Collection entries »

## Begin

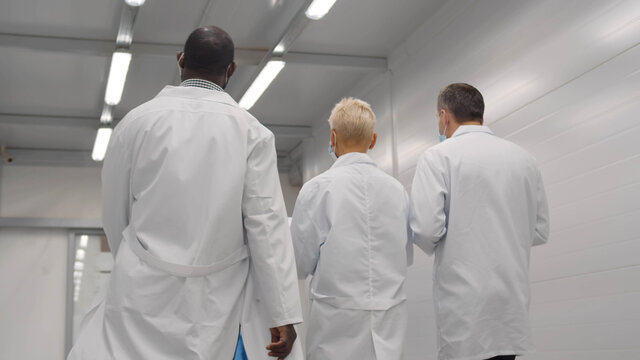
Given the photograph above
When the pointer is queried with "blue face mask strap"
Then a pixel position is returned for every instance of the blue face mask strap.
(331, 152)
(442, 137)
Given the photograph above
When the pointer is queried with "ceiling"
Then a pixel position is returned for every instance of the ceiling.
(55, 55)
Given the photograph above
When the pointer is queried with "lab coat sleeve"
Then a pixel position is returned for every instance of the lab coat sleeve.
(541, 234)
(305, 232)
(116, 171)
(268, 237)
(427, 215)
(410, 239)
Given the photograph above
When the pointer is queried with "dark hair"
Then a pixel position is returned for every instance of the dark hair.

## End

Set task »
Could you update the data above, replacing "photograph" with "image" everywhere and leaving all else as it is? Omit the pictures from your answer.

Solution to the exercise »
Given the image above
When the pointer is queried with "blue face mask strap"
Then a pixel position is returned for every instance of the blue face mask strap.
(331, 152)
(442, 137)
Given the image above
When the pointer is queried with "ceiling"
Then a pixel position is returned for every instance of the ceiling.
(55, 55)
Given the image above
When the pointer is queried with "lab coat sleeve"
Then a pixel position is returned for every instance of the lab coat sleeve.
(541, 234)
(305, 232)
(116, 171)
(268, 237)
(427, 215)
(410, 239)
Given the image above
When the pointer is queried with "dark hair"
Then a pixel position is returned for every instance of the dark hair.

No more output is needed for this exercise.